WRITTEN EXERCISE: Copy the items below word for word, from the line with "Q: In the photo above, mark the man's forearm" up to and including the line with "x=743, y=51", and give only those lines.
= = = = = = =
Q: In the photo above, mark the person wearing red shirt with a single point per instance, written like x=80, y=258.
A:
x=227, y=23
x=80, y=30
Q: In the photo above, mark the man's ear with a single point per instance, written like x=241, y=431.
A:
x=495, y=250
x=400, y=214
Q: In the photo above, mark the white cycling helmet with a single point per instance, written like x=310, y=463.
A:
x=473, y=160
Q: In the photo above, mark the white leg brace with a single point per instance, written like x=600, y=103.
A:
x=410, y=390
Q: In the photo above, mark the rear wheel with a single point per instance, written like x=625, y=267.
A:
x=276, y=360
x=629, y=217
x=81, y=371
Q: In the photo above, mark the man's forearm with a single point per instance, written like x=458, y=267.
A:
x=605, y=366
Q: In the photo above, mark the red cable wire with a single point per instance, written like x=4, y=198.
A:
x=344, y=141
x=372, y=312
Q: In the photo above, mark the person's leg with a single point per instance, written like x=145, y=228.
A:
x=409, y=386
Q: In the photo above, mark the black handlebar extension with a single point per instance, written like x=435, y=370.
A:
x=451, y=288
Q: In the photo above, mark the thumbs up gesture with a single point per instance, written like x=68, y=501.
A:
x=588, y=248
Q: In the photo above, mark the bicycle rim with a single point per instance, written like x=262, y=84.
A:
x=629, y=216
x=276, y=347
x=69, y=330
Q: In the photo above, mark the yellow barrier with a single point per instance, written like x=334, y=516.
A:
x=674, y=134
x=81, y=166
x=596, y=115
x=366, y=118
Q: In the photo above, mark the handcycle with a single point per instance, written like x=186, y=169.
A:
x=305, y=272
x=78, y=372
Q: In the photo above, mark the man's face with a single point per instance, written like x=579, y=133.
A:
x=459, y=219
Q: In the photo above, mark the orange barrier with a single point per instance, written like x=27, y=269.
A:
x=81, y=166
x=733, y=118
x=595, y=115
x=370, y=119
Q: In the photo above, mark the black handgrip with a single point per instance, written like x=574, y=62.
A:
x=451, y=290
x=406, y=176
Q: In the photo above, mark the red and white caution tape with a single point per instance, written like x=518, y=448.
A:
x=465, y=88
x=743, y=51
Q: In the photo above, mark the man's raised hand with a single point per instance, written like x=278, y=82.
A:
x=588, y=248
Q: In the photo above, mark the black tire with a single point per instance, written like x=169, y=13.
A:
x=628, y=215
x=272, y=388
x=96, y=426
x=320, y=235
= = = = = = =
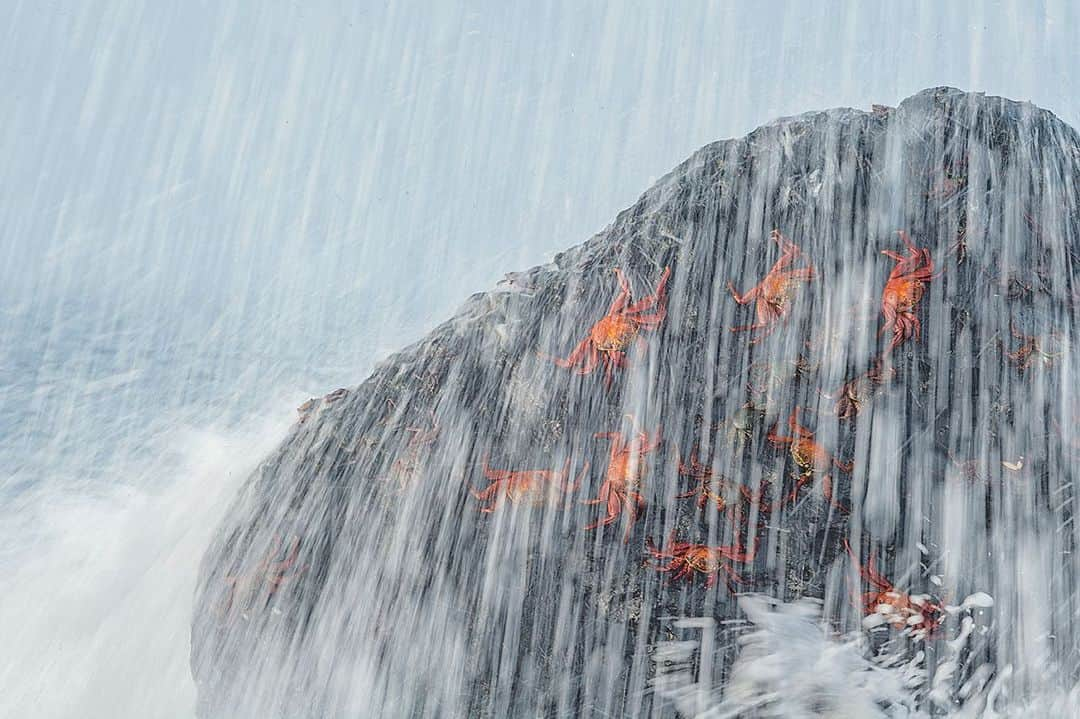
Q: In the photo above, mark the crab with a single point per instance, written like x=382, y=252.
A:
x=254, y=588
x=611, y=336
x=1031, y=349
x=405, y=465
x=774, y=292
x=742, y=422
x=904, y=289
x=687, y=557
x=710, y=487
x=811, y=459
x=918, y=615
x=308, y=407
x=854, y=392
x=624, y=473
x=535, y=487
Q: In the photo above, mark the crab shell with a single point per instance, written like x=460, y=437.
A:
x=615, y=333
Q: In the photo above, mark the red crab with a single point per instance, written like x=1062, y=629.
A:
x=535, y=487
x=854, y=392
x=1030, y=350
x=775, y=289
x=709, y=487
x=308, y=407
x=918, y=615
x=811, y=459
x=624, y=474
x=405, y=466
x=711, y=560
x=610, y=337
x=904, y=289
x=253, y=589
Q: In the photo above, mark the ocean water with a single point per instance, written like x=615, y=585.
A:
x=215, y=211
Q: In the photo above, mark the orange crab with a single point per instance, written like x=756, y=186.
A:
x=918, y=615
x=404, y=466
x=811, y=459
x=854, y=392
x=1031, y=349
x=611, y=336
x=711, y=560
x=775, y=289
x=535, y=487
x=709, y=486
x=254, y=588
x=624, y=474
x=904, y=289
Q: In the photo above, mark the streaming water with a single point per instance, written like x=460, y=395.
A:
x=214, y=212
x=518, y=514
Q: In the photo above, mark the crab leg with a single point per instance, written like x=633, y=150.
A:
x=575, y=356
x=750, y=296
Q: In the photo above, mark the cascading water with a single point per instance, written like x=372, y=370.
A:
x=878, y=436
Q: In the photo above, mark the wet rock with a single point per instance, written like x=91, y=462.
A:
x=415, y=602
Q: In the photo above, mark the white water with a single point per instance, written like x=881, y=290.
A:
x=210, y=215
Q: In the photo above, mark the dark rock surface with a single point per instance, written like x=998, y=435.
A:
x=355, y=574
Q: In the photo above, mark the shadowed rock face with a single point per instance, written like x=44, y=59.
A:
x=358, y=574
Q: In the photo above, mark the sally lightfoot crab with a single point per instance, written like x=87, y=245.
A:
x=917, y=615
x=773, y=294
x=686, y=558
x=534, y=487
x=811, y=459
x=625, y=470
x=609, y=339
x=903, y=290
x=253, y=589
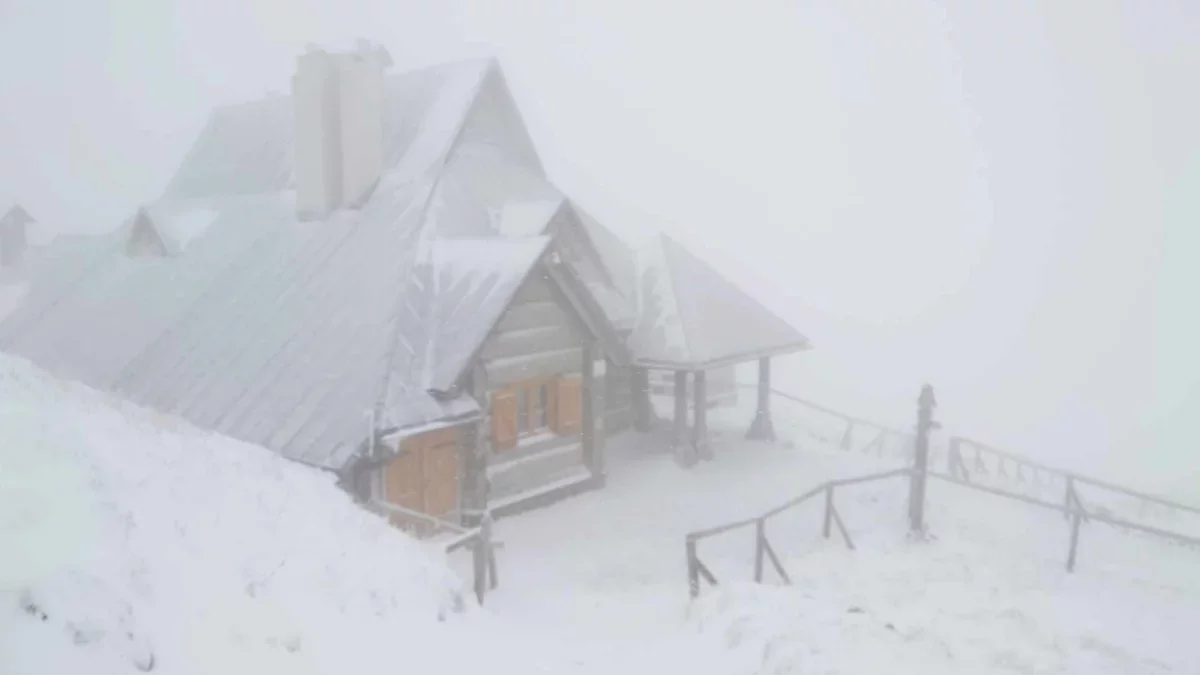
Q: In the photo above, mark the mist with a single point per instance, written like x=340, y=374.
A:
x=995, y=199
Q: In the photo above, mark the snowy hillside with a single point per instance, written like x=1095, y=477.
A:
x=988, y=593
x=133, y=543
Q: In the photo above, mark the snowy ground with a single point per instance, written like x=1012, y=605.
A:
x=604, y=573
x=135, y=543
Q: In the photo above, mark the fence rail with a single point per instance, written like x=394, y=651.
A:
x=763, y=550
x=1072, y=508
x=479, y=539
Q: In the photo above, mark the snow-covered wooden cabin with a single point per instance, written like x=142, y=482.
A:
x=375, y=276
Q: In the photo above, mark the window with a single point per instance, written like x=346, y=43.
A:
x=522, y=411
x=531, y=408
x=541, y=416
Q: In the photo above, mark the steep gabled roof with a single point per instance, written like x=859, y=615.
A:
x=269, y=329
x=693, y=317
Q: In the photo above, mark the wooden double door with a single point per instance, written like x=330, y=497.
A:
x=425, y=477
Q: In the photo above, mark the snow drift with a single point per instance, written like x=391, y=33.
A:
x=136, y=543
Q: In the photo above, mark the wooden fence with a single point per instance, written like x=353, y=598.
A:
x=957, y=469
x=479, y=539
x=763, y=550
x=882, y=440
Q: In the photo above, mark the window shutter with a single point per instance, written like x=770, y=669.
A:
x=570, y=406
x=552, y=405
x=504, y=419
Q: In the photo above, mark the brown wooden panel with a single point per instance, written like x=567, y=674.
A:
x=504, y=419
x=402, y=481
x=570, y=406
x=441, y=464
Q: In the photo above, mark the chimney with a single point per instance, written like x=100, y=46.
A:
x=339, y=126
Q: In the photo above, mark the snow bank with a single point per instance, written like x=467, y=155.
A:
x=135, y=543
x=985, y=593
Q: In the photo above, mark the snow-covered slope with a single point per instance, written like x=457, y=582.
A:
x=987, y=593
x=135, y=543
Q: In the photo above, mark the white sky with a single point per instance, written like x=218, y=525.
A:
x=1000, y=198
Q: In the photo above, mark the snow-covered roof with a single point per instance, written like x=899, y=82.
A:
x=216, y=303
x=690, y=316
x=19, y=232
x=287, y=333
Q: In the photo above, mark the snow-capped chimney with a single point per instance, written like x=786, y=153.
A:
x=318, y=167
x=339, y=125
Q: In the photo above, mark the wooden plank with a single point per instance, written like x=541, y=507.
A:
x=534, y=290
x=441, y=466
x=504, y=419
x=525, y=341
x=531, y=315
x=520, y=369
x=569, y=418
= = = = = = =
EXERCISE RESPONSE:
Q: In the photo above, mark the man's forearm with a single point per instance, written like x=458, y=267.
A:
x=605, y=366
Q: In the photo above, mark the red cable wire with a single point per instance, written like x=4, y=198.
A:
x=344, y=141
x=372, y=312
Q: In the photo above, mark the person's leg with a single point per instance, written like x=145, y=228.
A:
x=409, y=386
Q: In the photo above, mark the black handlebar extension with a single point per instance, written like x=435, y=370.
A:
x=451, y=288
Q: In the photo above, mark the thumbs up gesture with a single point per instance, written like x=68, y=501.
A:
x=588, y=248
Q: In the photo above, mark the bicycle rim with a single point per instance, written like x=262, y=84.
A:
x=629, y=216
x=276, y=347
x=69, y=330
Q: In the photo above, mark the yellow barrier with a single point per instance, written like x=334, y=516.
A:
x=674, y=134
x=81, y=166
x=596, y=115
x=366, y=118
Q: In the photo above, mark the handcycle with a single point per instance, written like x=186, y=169.
A:
x=305, y=272
x=78, y=372
Q: In the photo above, mark the man's face with a single point per instance, written like x=579, y=133.
A:
x=459, y=219
Q: In the photo above, mark the orange barrier with a single point per instance, written like x=27, y=269.
A:
x=81, y=166
x=733, y=118
x=595, y=115
x=370, y=119
Q: In the photo above, mark the black handgrip with a single point per instance, written like x=574, y=62.
A:
x=451, y=290
x=406, y=176
Q: In the photo above, mark the red and white caution tape with a single point per instance, written like x=518, y=448.
A:
x=465, y=88
x=743, y=51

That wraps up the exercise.